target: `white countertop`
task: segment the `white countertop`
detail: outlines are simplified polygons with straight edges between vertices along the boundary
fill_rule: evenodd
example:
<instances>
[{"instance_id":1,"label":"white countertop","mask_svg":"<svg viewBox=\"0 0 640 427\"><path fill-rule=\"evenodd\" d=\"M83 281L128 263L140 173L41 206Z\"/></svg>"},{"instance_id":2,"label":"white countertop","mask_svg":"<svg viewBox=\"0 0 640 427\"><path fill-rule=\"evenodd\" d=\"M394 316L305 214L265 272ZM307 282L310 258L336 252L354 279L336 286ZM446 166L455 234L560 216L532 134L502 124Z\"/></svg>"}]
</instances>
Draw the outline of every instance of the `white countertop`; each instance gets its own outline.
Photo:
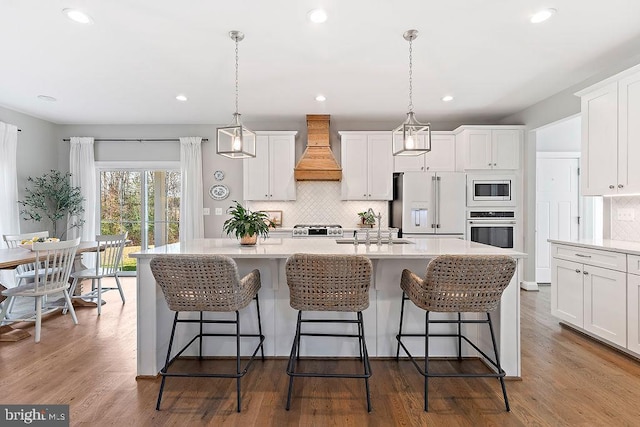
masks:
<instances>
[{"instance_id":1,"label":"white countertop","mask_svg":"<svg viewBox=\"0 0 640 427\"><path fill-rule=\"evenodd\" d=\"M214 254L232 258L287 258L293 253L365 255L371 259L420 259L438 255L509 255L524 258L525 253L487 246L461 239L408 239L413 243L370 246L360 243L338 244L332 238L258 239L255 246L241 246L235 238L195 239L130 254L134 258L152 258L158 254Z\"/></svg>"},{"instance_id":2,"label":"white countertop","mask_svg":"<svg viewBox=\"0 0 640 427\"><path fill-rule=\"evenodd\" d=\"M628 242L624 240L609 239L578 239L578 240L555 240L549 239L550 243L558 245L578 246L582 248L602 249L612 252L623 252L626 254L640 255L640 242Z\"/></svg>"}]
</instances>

REQUIREMENT: Express all the material above as a two-column CSV with the headers "prompt" and "masks," one row per block: the block's text in the first column and its answer in the second. Put each field in quotes, replace line breaks with spaces, and leave out the pictures.

EXERCISE RESPONSE:
prompt,masks
"target: `white countertop` task: segment the `white countertop` detail: outlines are simplified polygons with straight edges between vertices along the boundary fill_rule: evenodd example: <instances> [{""instance_id"":1,""label"":""white countertop"",""mask_svg"":""<svg viewBox=\""0 0 640 427\""><path fill-rule=\""evenodd\"" d=\""M83 281L128 263L140 173L41 206Z\""/></svg>""},{""instance_id"":2,""label"":""white countertop"",""mask_svg"":""<svg viewBox=\""0 0 640 427\""><path fill-rule=\""evenodd\"" d=\""M394 316L305 214L265 272ZM307 282L310 258L336 252L354 279L336 286ZM446 166L455 234L560 216L532 134L502 124Z\""/></svg>""}] </instances> Draw the outline of every instance of the `white countertop`; each instance gets its own outline. Photo: masks:","<instances> [{""instance_id"":1,""label"":""white countertop"",""mask_svg"":""<svg viewBox=\""0 0 640 427\""><path fill-rule=\""evenodd\"" d=\""M214 254L232 258L287 258L293 253L365 255L371 259L420 259L438 255L509 255L524 258L525 253L487 246L461 239L408 239L413 243L370 246L360 243L338 244L332 238L258 239L255 246L241 246L235 238L195 239L130 254L134 258L152 258L158 254Z\""/></svg>""},{""instance_id"":2,""label"":""white countertop"",""mask_svg"":""<svg viewBox=\""0 0 640 427\""><path fill-rule=\""evenodd\"" d=\""M628 242L624 240L609 239L578 239L578 240L555 240L549 239L550 243L558 245L578 246L582 248L602 249L612 252L623 252L626 254L640 255L640 242Z\""/></svg>""}] </instances>"